● **SUPPLIED DATA**:

· · · ·

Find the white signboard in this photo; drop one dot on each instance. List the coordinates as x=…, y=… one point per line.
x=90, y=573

· · · ·

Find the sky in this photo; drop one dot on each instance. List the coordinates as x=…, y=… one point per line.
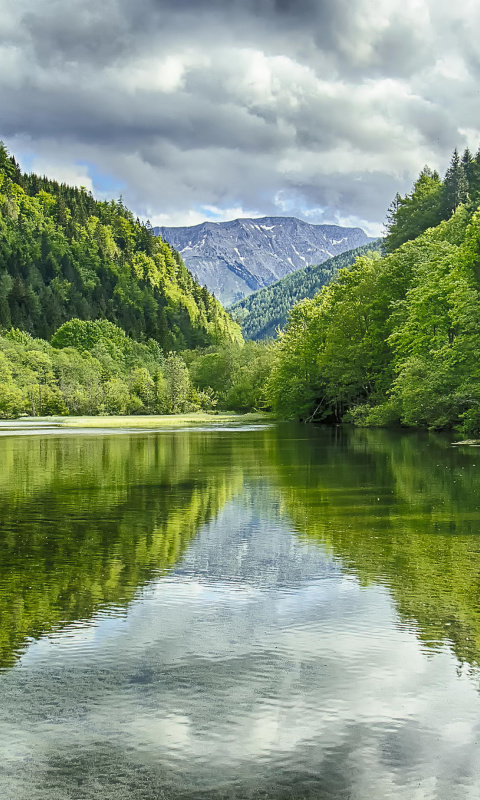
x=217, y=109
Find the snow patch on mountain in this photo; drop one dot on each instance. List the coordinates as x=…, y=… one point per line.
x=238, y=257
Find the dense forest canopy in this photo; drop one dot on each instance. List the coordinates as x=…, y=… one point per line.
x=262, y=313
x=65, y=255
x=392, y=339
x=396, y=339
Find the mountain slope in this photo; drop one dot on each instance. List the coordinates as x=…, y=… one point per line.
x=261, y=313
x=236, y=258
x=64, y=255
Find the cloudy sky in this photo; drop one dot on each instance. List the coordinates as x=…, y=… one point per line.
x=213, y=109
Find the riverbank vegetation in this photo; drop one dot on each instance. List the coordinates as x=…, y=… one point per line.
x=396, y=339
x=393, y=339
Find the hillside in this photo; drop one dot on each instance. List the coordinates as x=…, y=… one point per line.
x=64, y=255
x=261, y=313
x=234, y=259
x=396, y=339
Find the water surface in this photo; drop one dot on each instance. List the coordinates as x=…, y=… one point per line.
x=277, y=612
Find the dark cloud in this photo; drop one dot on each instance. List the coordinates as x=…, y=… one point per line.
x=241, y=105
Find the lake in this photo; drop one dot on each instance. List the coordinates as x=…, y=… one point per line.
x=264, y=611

· · · ·

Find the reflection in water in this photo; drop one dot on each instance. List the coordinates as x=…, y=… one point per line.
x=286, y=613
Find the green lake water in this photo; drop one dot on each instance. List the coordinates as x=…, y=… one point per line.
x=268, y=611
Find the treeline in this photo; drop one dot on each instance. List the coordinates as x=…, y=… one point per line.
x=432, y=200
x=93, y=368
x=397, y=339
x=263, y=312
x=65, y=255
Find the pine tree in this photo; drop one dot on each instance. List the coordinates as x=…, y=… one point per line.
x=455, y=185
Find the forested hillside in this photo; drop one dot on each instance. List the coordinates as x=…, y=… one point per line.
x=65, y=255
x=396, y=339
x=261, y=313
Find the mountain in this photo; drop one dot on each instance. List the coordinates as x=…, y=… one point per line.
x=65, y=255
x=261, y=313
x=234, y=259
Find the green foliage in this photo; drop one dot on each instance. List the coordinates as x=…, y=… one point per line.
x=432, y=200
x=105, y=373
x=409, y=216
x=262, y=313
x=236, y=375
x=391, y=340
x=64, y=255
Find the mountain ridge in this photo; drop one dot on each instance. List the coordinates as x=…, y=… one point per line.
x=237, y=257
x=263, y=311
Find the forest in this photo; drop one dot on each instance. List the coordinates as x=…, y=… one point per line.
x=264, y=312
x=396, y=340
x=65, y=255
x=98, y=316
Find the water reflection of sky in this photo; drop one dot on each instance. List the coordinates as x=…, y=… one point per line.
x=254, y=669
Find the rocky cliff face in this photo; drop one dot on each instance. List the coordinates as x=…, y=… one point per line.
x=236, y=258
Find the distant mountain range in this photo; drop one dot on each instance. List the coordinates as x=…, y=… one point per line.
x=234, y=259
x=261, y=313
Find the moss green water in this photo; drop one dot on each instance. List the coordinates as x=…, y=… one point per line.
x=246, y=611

· · · ·

● **REQUEST**: In the material, swap "drop" for "place" in the stretch from the line containing "Find the distant" through the line containing "x=246, y=611". Give back only those lines, with nothing else changed.

● **EXERCISE SOLUTION**:
Find the distant mountain range in this photo; place one dot on each instance. List the coordinates as x=…, y=… one point per line.
x=234, y=259
x=261, y=313
Find the moss green water in this photo; place one dot on each instance. List the coordinates as x=…, y=… one point per line.
x=246, y=611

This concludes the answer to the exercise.